> Page extract
============================================================

SUMMARY ADDANDUM: LSM recovering after error OK, what about FAILING in volprint ?

From: Martin Rønde Andersen - mail.dk (martin.roende@mail.dk)
Date: Mon Jan 14 2008 - 15:35:35 EST


Below is the correct syntaks for fixing this issue.
It is the physical disk name you should use.

Here is also a snippet from a 5.1A release node.
http://www.helsinki.fi/atk/unix/dec_manuals/DOC_51A/HTML/ARHH1DTE/NWRKSCXX.HTM

-----------------------------------------------------------------------------------------------------

      3.6.1 LSM Commands Fail When Disk Left in Failing State

When a node boots into an existing cluster and has connectivity to a
failed device, it automatically brings the device online and
reestablishes the associations with appropriate disk media records.
After this process, the disk is occasionally left in the failing state,
which prevents the disk from being used when space is requested by
commands such as |*volassist*|.

If this situation occurs, you must manually turn off the disk's failing
state, as follows:

----------------------------------------------------------------------------
# *voledit set failing=off device_name

*OUTPUT volprint
dm dsk9 dsk9 sliced 4096 53301919 FAILING

node1:/> voledit set failing=off dsk9

OUTPUT Volprint is now fine:

dm dsk9 dsk9 sliced 4096 53301919 -

Best regards Martin Rønde Andersen

Martin Rønde Andersen - mail.dk skrev:
> Johns finding answers my question.:
> (why didn't I look there... ? ;-) )

============================================================

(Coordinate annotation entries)
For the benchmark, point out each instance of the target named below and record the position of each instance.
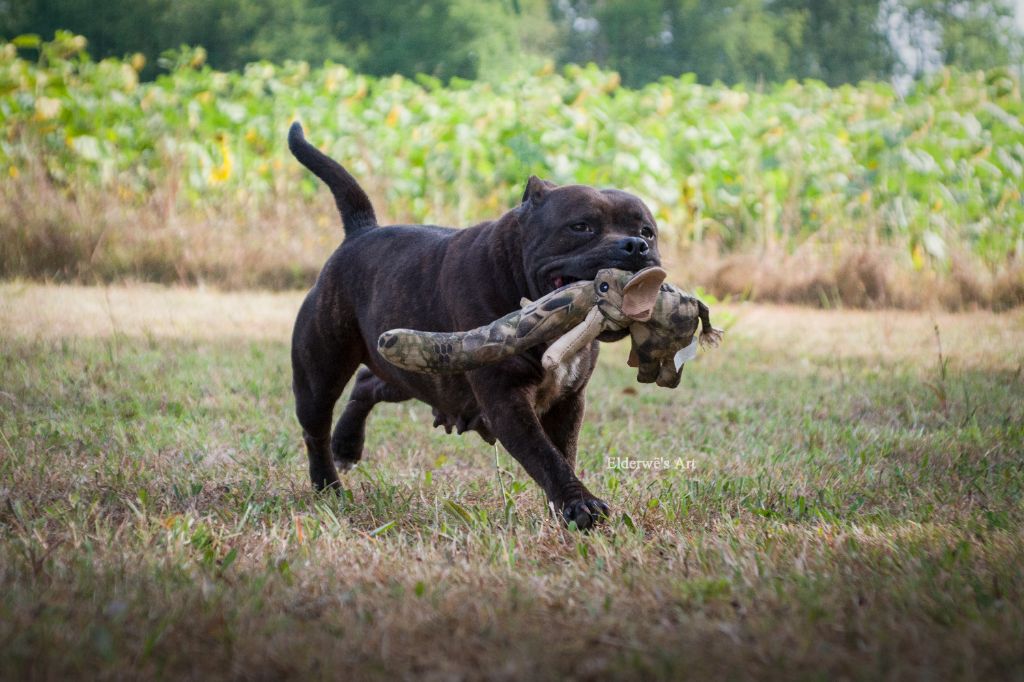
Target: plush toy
(662, 321)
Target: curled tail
(356, 211)
(709, 335)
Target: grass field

============================================================

> Exercise requirements
Continue the mailing-list post on clearing an LSM disk's failing state, picking up after its last line.

> Result for this task
>
> # man voledit # !!!
>
>
>
> Lanier, John skrev:
>> Hello,
>>
>> I found the following while looking at "man voledit":
>>
>>
>> ...
>>
>> /sbin/voledit [-g diskgroup] [-e pattern] [-vpsdGrf] set
>> attribute=value...
>> [name...]
>>
>>
>> ...
>>
>>
>> failing
>> Sets (on) or clears (off) the disk failing flag. If the
>> failing
>> flag is set for a disk, the disk space is not used as free
>> space or
>> used by the hot-sparing facility.
>>
>>
>> ...
>>
>>
>> So the syntax looks to be as follows:
>>
>>
>> ...
>>
>> dm dsk3g dsk3g simple 4096 15918532 FAILING <--
>> dm dsk3h dsk3h simple 4096 15918532 FAILING <--
>>
>> ...
>>
>>
>> /sbin/voledit set failing=off cluster_usrvol <--uses "dsk3g"
>> /sbin/voledit set failing=off cluster_varvol <--uses "dsk3h"
>>
>>
>> Hope this helps,
>>
>> --John Lanier
>>
>>
>> -----Original Message-----
>> From: tru64-unix-managers-owner@ornl.gov
>> [mailto:tru64-unix-managers-owner@ornl.gov] On Behalf Of "Martin
>> Rønde Andersen - mail.dk"
>> Sent: Saturday, January 12, 2008 1:54 PM
>> To: tru64-unix-managers@ornl.gov
>> Subject: LSM recovering after error OK, what about FAILING in volprint ?
>>
>> Hello all ..
>>
>> I have the following problem:
>>
>> After this cluster have had problems in the dual HSG80 SAN , the
>> disks are in place again.
>> BUT two partitions of the one side, has a FAILING beside the definition.
>> How do I et rid of the FAILING ?
>>
>> I assume that things are OK, looking down the list of ACTIVE plexes,
>> but I want to get the errors away, because I fear that this is giving
>> me problems when I want to move the rootvol, usrvol and varvol with
>> cfs commands.
>>
>> Moreover, where does this come from ?
>>
>> I also have a datadg disk with the same fenomen.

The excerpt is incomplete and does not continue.